__Written request__
Present everything from the line containing "Drone-based agricultural survey in progress. Pinpoint stone" down to the line containing "[502,498,640,524]", both included, as a numbered list, leaving out any blank lines.

__Information shown__

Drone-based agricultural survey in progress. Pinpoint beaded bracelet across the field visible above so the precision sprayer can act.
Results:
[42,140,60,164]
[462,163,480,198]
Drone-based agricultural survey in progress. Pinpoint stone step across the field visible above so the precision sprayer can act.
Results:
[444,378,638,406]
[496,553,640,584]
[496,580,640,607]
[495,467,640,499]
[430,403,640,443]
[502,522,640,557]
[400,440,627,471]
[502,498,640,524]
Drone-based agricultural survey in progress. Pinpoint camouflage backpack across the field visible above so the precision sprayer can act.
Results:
==
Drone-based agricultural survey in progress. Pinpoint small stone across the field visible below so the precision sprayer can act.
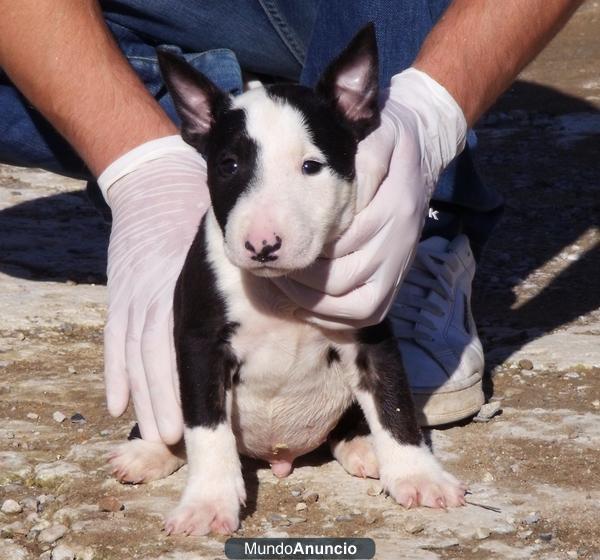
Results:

__Response to the exercise__
1. Drone-based agricultural survey in progress. Pinpoint stone step across the field visible above so the precision sprayer can act.
2. Results:
3. [444,378,638,406]
4. [496,553,640,584]
5. [496,580,640,607]
6. [495,467,640,499]
7. [430,403,640,443]
8. [502,522,640,557]
9. [400,440,627,471]
10. [502,498,640,524]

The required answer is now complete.